**EXTRACT PROVIDED:**
.....

[kj] Another positive review:

Rob Horan Rob at westwoodassociates.co.uk
Fri Oct 1 10:44:41 EDT 2010


I love his opening sentence……



From: gathering-bounces at misera.net [mailto:gathering-bounces at misera.net] On Behalf Of Alex Smith
Sent: 01 October 2010 15:43
To: A list about all things Killing Joke (the band!); Gathering Gathering
Subject: Re: [kj] Another positive review:



Ha. A friend of mine wrote that.



Alex in NYC



-----Original Message-----
From: Rheinhold Squeegee
Sent: Oct 1, 2010 9:33 AM
To: Gathering Gathering
Subject: [kj] Another positive review:

http://www.craveonline.com/entertainment/music/article/killing-joke-absolute-dissent-113189


Killing Joke: Absolute Dissent



A strong contender for album of the year has arrived.

.....

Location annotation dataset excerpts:
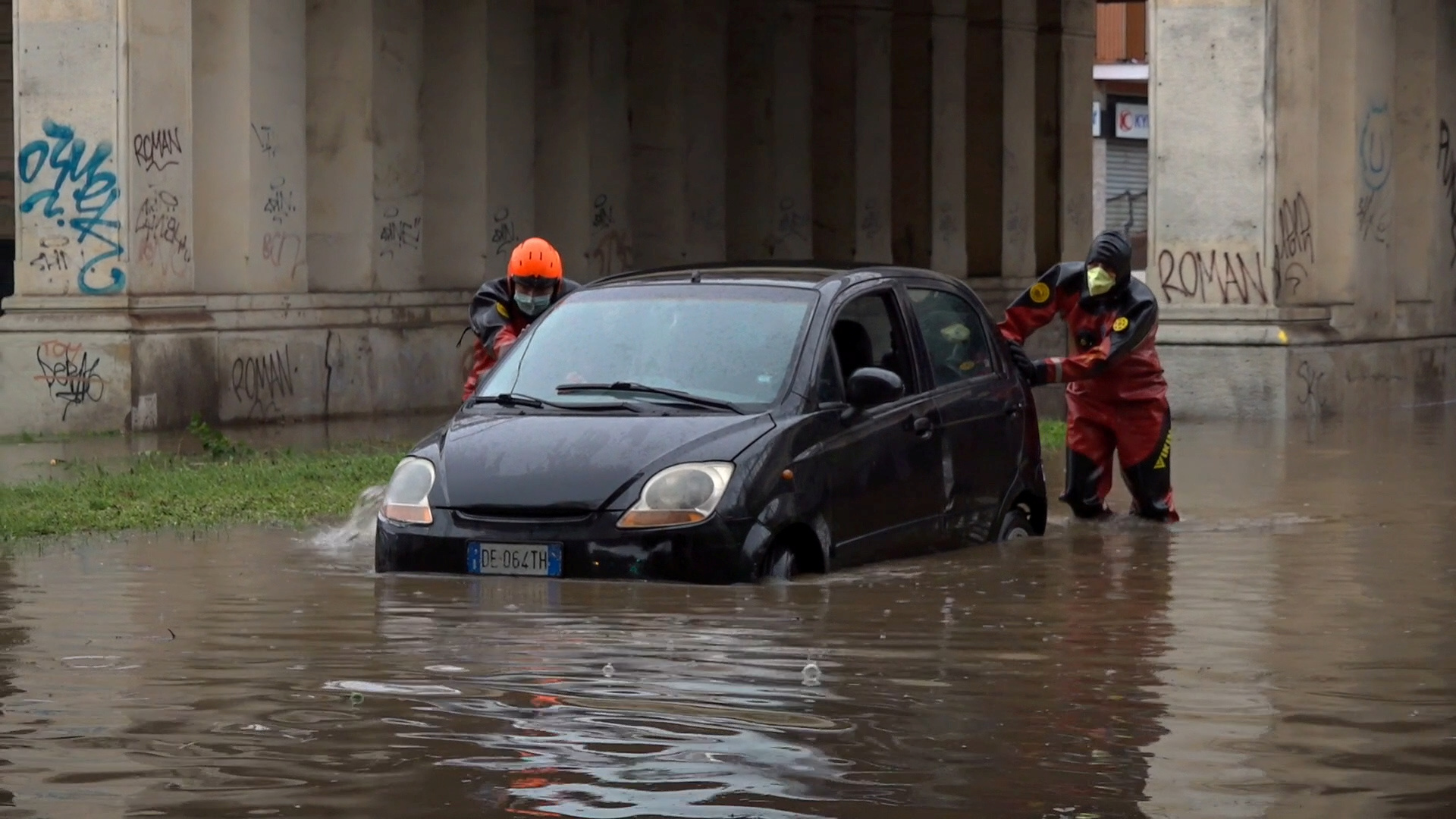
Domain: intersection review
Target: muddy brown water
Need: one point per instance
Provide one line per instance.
(1288, 651)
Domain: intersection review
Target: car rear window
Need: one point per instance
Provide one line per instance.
(731, 343)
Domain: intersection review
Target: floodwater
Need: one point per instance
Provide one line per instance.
(1288, 651)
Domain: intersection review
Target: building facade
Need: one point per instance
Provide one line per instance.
(278, 209)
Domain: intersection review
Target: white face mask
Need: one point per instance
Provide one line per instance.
(1100, 280)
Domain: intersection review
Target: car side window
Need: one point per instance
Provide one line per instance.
(830, 382)
(954, 335)
(868, 334)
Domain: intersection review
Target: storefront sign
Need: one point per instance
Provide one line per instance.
(1130, 121)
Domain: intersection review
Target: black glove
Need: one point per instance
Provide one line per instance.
(1034, 373)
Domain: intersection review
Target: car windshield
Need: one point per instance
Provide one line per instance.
(724, 343)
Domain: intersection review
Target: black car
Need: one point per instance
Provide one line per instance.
(728, 423)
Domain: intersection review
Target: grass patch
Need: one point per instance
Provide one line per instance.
(161, 491)
(1053, 435)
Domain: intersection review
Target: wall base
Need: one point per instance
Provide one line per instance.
(150, 363)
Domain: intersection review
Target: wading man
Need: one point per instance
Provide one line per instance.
(503, 309)
(1117, 398)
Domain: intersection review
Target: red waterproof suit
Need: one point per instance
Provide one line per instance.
(1117, 398)
(497, 324)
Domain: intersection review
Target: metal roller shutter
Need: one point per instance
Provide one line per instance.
(1128, 187)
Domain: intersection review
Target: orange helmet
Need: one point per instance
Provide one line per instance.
(535, 259)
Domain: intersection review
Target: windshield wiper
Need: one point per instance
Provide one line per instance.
(647, 390)
(519, 400)
(509, 400)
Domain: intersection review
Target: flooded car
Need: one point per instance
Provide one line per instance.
(724, 425)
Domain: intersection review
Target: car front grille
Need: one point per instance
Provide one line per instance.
(519, 515)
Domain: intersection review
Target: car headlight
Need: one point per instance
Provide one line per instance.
(406, 500)
(679, 496)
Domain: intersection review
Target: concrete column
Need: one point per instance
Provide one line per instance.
(792, 130)
(398, 169)
(1209, 175)
(702, 93)
(72, 234)
(1019, 142)
(750, 158)
(1419, 199)
(341, 153)
(564, 131)
(949, 149)
(610, 249)
(159, 152)
(873, 133)
(479, 137)
(251, 183)
(658, 149)
(833, 131)
(910, 133)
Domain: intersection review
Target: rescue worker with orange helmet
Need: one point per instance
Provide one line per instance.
(503, 309)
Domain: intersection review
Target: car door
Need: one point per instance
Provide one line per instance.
(982, 407)
(886, 488)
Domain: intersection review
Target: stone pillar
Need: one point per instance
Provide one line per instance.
(159, 146)
(72, 234)
(658, 150)
(951, 155)
(702, 93)
(873, 133)
(610, 249)
(479, 137)
(1018, 167)
(251, 183)
(564, 131)
(910, 131)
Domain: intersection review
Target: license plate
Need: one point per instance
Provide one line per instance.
(536, 560)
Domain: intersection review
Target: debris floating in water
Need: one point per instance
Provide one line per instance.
(811, 673)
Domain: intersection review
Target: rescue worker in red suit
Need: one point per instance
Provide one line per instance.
(1117, 398)
(504, 308)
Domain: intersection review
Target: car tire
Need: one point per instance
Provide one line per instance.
(1015, 525)
(781, 564)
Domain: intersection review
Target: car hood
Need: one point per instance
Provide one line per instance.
(576, 463)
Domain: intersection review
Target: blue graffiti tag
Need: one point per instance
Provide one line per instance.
(93, 191)
(1375, 148)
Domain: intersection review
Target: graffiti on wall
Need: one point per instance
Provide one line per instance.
(69, 373)
(1294, 245)
(1218, 278)
(1446, 165)
(159, 149)
(610, 245)
(77, 190)
(1376, 162)
(261, 381)
(398, 234)
(161, 238)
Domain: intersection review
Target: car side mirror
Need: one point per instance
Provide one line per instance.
(871, 387)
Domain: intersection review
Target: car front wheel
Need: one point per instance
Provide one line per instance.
(1015, 525)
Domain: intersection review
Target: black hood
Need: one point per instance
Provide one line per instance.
(1114, 253)
(576, 463)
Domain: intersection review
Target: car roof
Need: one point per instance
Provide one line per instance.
(805, 275)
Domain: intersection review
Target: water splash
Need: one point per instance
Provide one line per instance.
(360, 525)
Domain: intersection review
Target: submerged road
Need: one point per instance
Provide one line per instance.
(1288, 651)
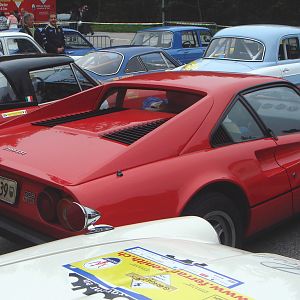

.....

**REQUIREMENT A:**
Answer these questions about the Killing Joke mailing list thread:
(i) Where does the writer of "Ha. A friend of mine wrote that." sign off from?
(ii) What album does the linked review cover?
(iii) At what time was the original message from Rheinhold Squeegee sent?
**REQUIREMENT B:** Pick up the Killing Joke mailing list thread after its last sentence and continue the review it quotes.
The records are separate material, apart from the Killing Joke mailing list thread.

**EXERCISE ANSWER A:**
(i) NYC
(ii) Absolute Dissent
(iii) 9:33 AM

**EXERCISE ANSWER B:**
by Iann Robinson
Sep 30, 2010









Killing Joke is the sun by which so many shadow bands get their power. Artists ranging from Neurosis to Godflesh, to Helmet, and even Nirvana have sited Killing Joke as a massive influence and while remaining influential Killing Joke have never become passé.



The band’s new studio album Absolute Dissent, their first in four years, is a testament to the revolutionary spirit, and musical edge, that keeps Killing Joke so relevant. What do you do when you’re album catalog runs the gamut from electronica to metal, to weird pop and tribal work? If you’re Killing Joke you combine it all into an album that simply can’t be stopped.



This is the first time the original line up of Killing Joke have worked together in twenty eight years, something you could never tell from the sounds coming through the speakers. Jaz Coleman sounds like the frenetic preacher chosen to bring about the end of civilization, Geordie’s guitar is a small world unto itself, ranging from buzz saw tones to thick, layered textures. Youth’s bass is pummeling and Big Paul Ferguson brings back a crushing punk vibe the band hasn’t had in a long time.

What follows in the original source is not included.